Material →
○ ○ ○ ○ ○

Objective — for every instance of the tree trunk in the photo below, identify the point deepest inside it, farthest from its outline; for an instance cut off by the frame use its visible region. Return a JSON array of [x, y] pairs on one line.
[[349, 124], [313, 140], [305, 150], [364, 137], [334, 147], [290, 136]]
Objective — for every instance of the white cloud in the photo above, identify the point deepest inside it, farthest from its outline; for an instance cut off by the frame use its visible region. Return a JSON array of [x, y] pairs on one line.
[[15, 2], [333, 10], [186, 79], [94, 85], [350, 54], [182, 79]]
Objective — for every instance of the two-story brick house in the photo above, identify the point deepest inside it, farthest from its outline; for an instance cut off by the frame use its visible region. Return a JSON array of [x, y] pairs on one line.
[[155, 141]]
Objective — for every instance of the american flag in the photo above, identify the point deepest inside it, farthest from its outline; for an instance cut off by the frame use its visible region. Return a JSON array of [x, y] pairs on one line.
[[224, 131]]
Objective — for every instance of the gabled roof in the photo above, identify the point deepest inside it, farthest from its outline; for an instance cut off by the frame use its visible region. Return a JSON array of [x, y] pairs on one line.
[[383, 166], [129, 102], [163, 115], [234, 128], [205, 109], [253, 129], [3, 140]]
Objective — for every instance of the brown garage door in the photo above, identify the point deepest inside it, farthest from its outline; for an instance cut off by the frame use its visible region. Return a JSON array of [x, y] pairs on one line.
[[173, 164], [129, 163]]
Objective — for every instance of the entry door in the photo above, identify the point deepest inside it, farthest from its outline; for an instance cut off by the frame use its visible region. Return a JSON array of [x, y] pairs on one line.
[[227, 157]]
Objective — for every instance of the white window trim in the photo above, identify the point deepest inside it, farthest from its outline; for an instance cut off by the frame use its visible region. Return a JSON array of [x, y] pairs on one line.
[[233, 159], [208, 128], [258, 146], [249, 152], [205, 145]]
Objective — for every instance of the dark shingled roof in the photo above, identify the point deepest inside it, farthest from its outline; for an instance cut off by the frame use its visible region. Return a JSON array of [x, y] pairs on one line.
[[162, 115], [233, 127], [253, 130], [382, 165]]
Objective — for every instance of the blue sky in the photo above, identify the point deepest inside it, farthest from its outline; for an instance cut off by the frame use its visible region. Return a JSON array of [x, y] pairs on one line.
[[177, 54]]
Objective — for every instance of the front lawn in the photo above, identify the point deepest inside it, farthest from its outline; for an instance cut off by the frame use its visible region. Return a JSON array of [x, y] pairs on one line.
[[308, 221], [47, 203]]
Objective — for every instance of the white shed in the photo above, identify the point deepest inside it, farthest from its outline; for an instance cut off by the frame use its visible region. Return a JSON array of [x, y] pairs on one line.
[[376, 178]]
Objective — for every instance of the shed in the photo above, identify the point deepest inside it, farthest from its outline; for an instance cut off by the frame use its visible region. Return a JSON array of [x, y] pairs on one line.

○ ○ ○ ○ ○

What to work on → Print the rows again word for word, starting at the line that contains "Objective — for every instance of the gabled" and ending at the line that contains "[[227, 157]]", with both of those lines included.

Reply →
Objective — for every instance of the gabled roof in the photo above, identify the point deepest inside it, farthest from its outline; for an instance cut off by the frame use its visible region. Return a JSON array of [x, y] pairs on one line.
[[383, 166], [129, 102], [163, 115], [234, 128], [205, 109], [253, 129], [3, 140]]
Objective — for every instance of the brown garage door in the photo above, identify the point deepest inside it, farthest from its outline; for an instance cut off by the frame use its visible region. Return a JSON array of [x, y] pairs on one line.
[[173, 164], [129, 163]]
Objective — for every instance of the entry door in the photo above, identify the point deepest inside it, farthest from its outline; for an instance cut off by the frame use its visible region. Return a JSON array of [x, y] pairs on one line.
[[227, 157]]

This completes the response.